-- start TEXT SHOWN --

1

Why does this kind of code crash (very occasionally!) on x64?

class Object
{
   public:
   void manipulate(); // reads and writes object
   bool m_finished = false; // note this is a regular bool and NOT atomic
}

Thread 1

object->manipulate();
object->m_finished = true;
// no further access of object

Thread 2

if (object->m_finished)
   delete object;

In two separate applications I saw crashes due to this pattern (this is not the exact code, just an example of a common pattern).

The crash takes the form of heap corruption where it looks very much like the the memory occupied by 'object' was modified after it was freed. It's as if Thread 1 did:

object->m_finished = true;
object->manipulate()

and the object got deleted between the setting of m_finished and manipulate().

In the first app, the fix was to put a mutex around both setting and testing of m_finished (actually it already had a mutex around the setting part). It involved an OS bug in aio_error and is described in this question I asked

The second time I saw this, it was fixed by changing m_finished to a std::atomic.

-- end TEXT SHOWN --

*REQUEST 1*
Answer these questions from the forum post above about the x64 crash:
(a) In the example class, what type is m_finished declared as?
(b) What form did the crash take?
(c) How was the problem fixed in the second application?
*REQUEST 2*
Carry on writing the forum post about the x64 crash, starting right after its last sentence.

-- start DATA PROVIDED --

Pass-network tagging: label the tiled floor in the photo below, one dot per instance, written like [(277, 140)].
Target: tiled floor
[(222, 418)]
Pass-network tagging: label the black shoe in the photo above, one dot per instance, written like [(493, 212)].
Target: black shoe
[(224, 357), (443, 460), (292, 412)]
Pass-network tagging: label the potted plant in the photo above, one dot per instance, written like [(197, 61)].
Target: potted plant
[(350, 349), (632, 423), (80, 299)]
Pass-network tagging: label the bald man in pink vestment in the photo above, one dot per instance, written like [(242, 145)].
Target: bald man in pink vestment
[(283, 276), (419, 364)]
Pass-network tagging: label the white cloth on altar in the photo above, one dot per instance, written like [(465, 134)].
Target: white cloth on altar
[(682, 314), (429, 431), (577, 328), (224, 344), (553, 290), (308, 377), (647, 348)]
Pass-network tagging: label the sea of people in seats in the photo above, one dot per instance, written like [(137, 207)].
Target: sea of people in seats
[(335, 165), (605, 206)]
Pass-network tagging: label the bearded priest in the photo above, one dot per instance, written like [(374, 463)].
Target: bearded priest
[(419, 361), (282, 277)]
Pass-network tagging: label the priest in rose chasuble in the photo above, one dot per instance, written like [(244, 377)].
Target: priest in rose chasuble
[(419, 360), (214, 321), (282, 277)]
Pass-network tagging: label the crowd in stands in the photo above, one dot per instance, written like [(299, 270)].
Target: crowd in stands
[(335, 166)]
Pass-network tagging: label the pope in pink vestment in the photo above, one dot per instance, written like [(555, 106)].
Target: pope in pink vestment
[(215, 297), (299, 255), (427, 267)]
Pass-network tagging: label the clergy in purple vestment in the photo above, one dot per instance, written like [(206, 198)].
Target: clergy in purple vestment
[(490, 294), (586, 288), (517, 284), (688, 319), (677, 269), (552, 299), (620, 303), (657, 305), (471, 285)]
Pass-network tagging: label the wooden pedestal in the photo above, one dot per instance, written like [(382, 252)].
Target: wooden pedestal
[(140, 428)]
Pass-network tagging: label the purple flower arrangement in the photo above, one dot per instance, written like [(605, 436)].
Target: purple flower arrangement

-- end DATA PROVIDED --

*WRITTEN RESPONSE 1*
(a) A regular bool, not atomic.
(b) Heap corruption in which it looked as if the memory occupied by 'object' had been modified after it was freed.
(c) By changing m_finished to a std::atomic.

*WRITTEN RESPONSE 2*
In both cases it was an extremely rare heisencrash that would disappear with any attempt to use valgrind, ASAN etc. My assumption is that it was due to the CPUs re-ordering the writes in object->manipulate() and delete object.

Note that I am 95% sure there was no compiler level re-ordering going on, as the various methods involved were virtual functions etc.

I get that it's good to use atomics when doing inter-thread signalling (and I promise I will forever more). As far as I understand x86 (Intel and AMD, we run AMD) does not allow for store-store re-ordering. So if the deleting thread witnesses m_finished == true, all the preceding stores performed in object->manipulate() should be committed to memory right?

I understand that in general the behaviour of this code is undefined. But specifically why, on x64, does it appear that use of a mutex or atomic for m_finished is required when the cpu specs guarantee ordering of stores and loads?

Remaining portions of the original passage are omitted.